[What is required]: Return all of the entries below exactly as they are given.

Data entries:
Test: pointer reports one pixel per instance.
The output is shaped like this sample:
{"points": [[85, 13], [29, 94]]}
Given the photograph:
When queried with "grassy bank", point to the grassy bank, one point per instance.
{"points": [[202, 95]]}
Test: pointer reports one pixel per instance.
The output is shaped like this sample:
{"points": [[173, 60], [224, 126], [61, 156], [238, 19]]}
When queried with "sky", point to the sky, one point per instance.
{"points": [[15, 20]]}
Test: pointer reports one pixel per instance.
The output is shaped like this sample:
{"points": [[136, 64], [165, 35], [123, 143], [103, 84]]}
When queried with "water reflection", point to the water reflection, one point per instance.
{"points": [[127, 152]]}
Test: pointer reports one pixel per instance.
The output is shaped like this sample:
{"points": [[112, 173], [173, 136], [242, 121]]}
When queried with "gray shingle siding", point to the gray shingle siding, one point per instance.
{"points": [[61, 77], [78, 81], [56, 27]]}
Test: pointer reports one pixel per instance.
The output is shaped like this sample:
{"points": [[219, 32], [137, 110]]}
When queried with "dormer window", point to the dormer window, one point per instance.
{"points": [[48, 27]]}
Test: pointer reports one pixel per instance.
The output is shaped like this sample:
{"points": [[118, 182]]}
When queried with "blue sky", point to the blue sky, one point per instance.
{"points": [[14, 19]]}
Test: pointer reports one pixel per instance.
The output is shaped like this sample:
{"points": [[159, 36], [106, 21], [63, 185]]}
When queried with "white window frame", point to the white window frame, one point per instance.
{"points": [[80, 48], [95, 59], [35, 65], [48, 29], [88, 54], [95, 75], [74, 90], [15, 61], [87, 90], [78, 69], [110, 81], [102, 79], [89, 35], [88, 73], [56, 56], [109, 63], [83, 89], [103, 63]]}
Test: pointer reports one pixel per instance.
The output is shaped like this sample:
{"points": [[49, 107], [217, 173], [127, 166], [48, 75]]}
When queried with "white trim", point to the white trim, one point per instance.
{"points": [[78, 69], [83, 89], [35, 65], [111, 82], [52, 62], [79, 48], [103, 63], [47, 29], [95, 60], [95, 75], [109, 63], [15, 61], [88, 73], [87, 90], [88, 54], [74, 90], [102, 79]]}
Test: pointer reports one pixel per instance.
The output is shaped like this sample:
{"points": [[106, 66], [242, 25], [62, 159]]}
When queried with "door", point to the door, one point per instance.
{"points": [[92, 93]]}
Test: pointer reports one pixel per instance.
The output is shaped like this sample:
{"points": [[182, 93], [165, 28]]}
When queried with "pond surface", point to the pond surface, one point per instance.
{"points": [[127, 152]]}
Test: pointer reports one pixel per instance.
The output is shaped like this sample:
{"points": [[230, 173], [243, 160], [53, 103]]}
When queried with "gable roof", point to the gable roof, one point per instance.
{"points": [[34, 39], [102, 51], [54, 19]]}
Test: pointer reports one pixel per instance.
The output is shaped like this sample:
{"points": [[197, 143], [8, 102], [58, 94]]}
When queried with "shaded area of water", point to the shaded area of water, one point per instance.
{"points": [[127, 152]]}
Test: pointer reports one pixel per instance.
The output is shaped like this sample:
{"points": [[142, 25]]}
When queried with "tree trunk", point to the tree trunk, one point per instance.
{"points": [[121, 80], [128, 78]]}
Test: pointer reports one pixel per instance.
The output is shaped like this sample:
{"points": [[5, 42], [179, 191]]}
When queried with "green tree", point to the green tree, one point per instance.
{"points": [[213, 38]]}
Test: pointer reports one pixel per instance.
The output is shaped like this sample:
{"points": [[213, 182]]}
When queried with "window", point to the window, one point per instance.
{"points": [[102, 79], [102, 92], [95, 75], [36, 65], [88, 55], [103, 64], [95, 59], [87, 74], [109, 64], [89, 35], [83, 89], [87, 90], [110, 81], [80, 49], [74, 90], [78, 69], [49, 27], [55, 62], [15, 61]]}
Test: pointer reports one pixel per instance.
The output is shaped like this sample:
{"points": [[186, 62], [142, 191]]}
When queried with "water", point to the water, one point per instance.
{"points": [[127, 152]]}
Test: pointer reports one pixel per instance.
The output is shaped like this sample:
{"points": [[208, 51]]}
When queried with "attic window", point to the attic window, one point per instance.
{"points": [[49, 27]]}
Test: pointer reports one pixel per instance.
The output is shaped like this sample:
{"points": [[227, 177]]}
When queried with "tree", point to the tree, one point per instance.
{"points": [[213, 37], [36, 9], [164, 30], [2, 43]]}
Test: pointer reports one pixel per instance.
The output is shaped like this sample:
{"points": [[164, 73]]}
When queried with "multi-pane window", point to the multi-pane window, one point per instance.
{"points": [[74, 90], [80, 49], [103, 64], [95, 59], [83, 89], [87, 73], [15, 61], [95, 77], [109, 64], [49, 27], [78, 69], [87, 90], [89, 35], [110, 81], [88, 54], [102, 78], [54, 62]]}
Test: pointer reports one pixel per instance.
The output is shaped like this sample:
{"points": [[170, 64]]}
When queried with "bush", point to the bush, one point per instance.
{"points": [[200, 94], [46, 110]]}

[Completed task]:
Test: pointer reports one pixel per instance.
The output is shaped like this sample:
{"points": [[85, 13], [29, 94]]}
Given the photograph:
When queried with "grassy bank", point to the grassy bank, one point per instance.
{"points": [[202, 95]]}
Test: pointer reports one pixel per instance.
The output is shaped like this sample:
{"points": [[173, 60], [224, 126], [61, 156], [238, 19]]}
When queried with "sky", point to the sky, one point per instance.
{"points": [[15, 20]]}
Test: pointer reports one pixel per instance.
The output is shaped like this sample:
{"points": [[136, 64], [165, 35], [123, 143], [103, 84]]}
When queried with "water reflection", point to the water reflection, one point per instance.
{"points": [[127, 152]]}
Test: pointer reports one pixel per instance.
The output is shaped like this sample:
{"points": [[112, 173], [173, 136], [242, 121]]}
When queried with "gray shingle siding", point to the gray shingle siding, one point per instance.
{"points": [[61, 77], [78, 81], [56, 27]]}
Test: pointer reports one pixel per instance.
The output is shaped like this sample:
{"points": [[219, 32], [137, 110]]}
When queried with "dormer window", point to the dormer window, one point per instance.
{"points": [[48, 27]]}
Test: pointer reports one pixel per instance.
The output is shaped like this sample:
{"points": [[118, 182]]}
When queried with "blue sky", point to the blue sky, one point per instance.
{"points": [[14, 19]]}
Test: pointer reports one pixel per instance.
The output is shaped like this sample:
{"points": [[159, 36], [106, 21], [63, 185]]}
When queried with "white window frame", point to the white window frame, one point per instance.
{"points": [[80, 48], [95, 59], [35, 65], [48, 29], [88, 54], [95, 75], [74, 90], [15, 61], [87, 90], [78, 69], [110, 81], [102, 79], [89, 35], [88, 73], [56, 56], [109, 63], [83, 89], [103, 63]]}
Test: pointer reports one pixel per instance.
The output is shaped like this sample:
{"points": [[49, 107], [217, 173], [127, 166], [48, 75]]}
When queried with "white trim", point to the white trim, one point per instance.
{"points": [[78, 69], [83, 89], [35, 65], [111, 82], [52, 62], [79, 48], [103, 63], [47, 29], [95, 60], [95, 75], [109, 63], [15, 61], [88, 73], [87, 90], [88, 54], [74, 90], [102, 79]]}
Test: pointer reports one pixel per instance.
The output is shaped like this sample:
{"points": [[106, 66], [242, 25], [62, 159]]}
When queried with "door", point to the door, one point per instance.
{"points": [[92, 93]]}
Test: pointer reports one pixel per instance.
The output is shaped like this sample:
{"points": [[182, 93], [165, 28]]}
When queried with "pond surface", point to the pond surface, one point per instance.
{"points": [[127, 152]]}
Test: pointer reports one pixel per instance.
The output is shaped like this sample:
{"points": [[230, 173], [243, 160], [53, 103]]}
When queried with "gable roof", point to the gable roof, one point per instance.
{"points": [[34, 39], [102, 51], [54, 19]]}
Test: pointer reports one pixel per instance.
The output is shaped like this sample:
{"points": [[197, 143], [8, 102], [58, 94]]}
When queried with "shaded area of water", point to the shaded area of water, one point per instance.
{"points": [[127, 152]]}
Test: pointer reports one pixel per instance.
The output is shaped like this sample:
{"points": [[142, 25]]}
When queried with "tree trunk", point to the tree trunk, one point per instance.
{"points": [[121, 80], [128, 78]]}
Test: pointer reports one pixel per instance.
The output is shaped like this sample:
{"points": [[5, 42], [179, 191]]}
When queried with "green tree", point to the green tree, one point per instance.
{"points": [[213, 38]]}
Test: pointer reports one pixel per instance.
The output is shaped like this sample:
{"points": [[213, 182]]}
When queried with "window", point to the window, one point per instance.
{"points": [[102, 79], [102, 92], [95, 75], [36, 65], [88, 55], [103, 64], [95, 59], [87, 74], [109, 64], [89, 35], [83, 89], [87, 90], [110, 81], [80, 49], [74, 90], [78, 69], [49, 27], [55, 62], [15, 61]]}
Test: pointer reports one pixel per instance.
The output is shaped like this sample:
{"points": [[186, 62], [142, 191]]}
When queried with "water", point to the water, one point per instance.
{"points": [[127, 152]]}
Test: pointer reports one pixel per instance.
The output is shaped like this sample:
{"points": [[208, 51]]}
When queried with "attic window", point to the attic window, one point per instance.
{"points": [[49, 27]]}
Test: pointer reports one pixel per instance.
The output is shaped like this sample:
{"points": [[227, 177]]}
When queried with "tree", point to the tree, one point per instance.
{"points": [[213, 37], [36, 9], [164, 30], [2, 43]]}
Test: pointer reports one pixel per instance.
The output is shaped like this sample:
{"points": [[164, 73]]}
When queried with "multi-pane window", point to the multi-pane window, one point per instance.
{"points": [[74, 90], [80, 49], [103, 64], [95, 59], [83, 89], [87, 73], [15, 61], [95, 77], [109, 64], [49, 27], [78, 69], [87, 90], [89, 35], [110, 81], [88, 54], [102, 78], [54, 62]]}
Test: pointer reports one pixel per instance.
The output is shaped like this sample:
{"points": [[170, 64]]}
When queried with "bush", point to the bush, one point per instance.
{"points": [[200, 94], [46, 110]]}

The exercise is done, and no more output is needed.